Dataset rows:
━━━━━━━━━━

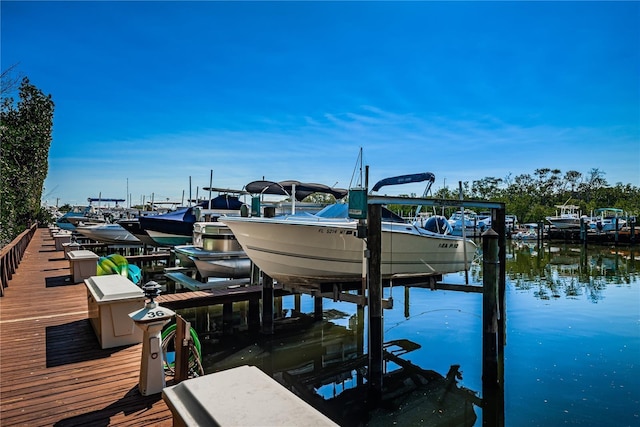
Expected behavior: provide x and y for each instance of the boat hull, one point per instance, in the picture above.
(108, 233)
(133, 226)
(320, 252)
(232, 267)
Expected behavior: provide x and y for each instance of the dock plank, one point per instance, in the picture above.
(52, 370)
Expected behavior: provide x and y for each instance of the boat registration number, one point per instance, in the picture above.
(448, 245)
(335, 231)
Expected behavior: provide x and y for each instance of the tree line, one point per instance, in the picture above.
(25, 137)
(532, 197)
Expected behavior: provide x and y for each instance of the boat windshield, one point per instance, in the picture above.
(341, 210)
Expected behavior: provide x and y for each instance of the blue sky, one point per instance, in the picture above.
(150, 96)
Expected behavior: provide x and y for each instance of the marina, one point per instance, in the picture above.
(315, 348)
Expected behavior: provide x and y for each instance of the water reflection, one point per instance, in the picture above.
(327, 364)
(432, 338)
(570, 271)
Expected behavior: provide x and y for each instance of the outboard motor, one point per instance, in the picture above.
(438, 224)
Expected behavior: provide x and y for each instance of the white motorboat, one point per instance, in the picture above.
(471, 221)
(215, 252)
(608, 219)
(108, 233)
(319, 248)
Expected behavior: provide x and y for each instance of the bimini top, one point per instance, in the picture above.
(405, 179)
(285, 188)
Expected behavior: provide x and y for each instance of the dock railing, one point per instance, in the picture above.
(11, 255)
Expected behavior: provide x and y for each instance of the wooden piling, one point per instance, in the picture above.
(374, 278)
(267, 304)
(492, 414)
(227, 318)
(182, 339)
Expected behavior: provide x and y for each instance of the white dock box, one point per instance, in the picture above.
(72, 246)
(111, 298)
(61, 238)
(83, 264)
(222, 399)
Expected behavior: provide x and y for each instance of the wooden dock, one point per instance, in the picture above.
(52, 370)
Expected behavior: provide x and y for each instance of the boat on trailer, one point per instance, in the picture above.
(311, 249)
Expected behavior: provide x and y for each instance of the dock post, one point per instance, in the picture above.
(297, 302)
(183, 335)
(227, 318)
(267, 304)
(254, 314)
(317, 307)
(491, 384)
(374, 279)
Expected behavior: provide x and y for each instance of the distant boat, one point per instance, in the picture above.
(471, 221)
(310, 249)
(568, 217)
(108, 233)
(176, 228)
(132, 225)
(65, 222)
(607, 219)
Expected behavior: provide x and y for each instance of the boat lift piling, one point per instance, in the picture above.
(493, 311)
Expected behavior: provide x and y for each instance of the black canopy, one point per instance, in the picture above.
(285, 188)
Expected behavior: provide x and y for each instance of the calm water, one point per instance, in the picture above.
(572, 355)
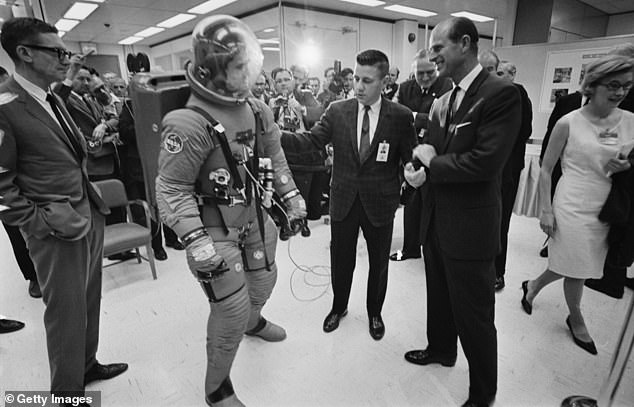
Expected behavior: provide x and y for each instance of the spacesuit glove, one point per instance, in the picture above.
(202, 257)
(296, 208)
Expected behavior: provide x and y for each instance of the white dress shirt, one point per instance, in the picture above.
(373, 115)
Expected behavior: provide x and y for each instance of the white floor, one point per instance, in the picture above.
(158, 327)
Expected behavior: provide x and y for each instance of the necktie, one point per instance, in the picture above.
(364, 144)
(450, 110)
(62, 122)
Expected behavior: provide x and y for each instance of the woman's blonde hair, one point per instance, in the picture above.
(607, 65)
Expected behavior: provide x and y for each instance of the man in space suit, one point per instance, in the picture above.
(208, 192)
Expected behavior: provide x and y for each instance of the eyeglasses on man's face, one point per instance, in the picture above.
(61, 52)
(614, 86)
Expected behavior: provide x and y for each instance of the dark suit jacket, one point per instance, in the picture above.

━━━━━━━━━━

Written task:
Exactly reproduce the lines that run from the line with "the white dress" through the last line of the records, inclusive.

Task output:
Expected behavior: provide x and y for each instance of the white dress shirt, one point per instance, in the picture above.
(373, 115)
Expected behavior: provide x and y for each instance of the white floor, one point per instance, in the picture above.
(158, 327)
Expected behavior: provide x and y for each instance of the necktie, one point per instance, in the picture above.
(364, 144)
(450, 110)
(62, 122)
Expected behavior: provide x and y for each instance of the woman's blonde hair, one point per instance, in the picture above.
(607, 65)
Expected behavior: provide x and y for each instance of the man in space suit, one point per instance, in the picture above.
(208, 192)
Expected behavior: provide x and y for each instance of the eyeglasses on man's face, one point per instance, in the picture above.
(61, 52)
(614, 86)
Expected behavior: provide x and y for each instance of the dark suit jacket, one point per instance, in the picture above.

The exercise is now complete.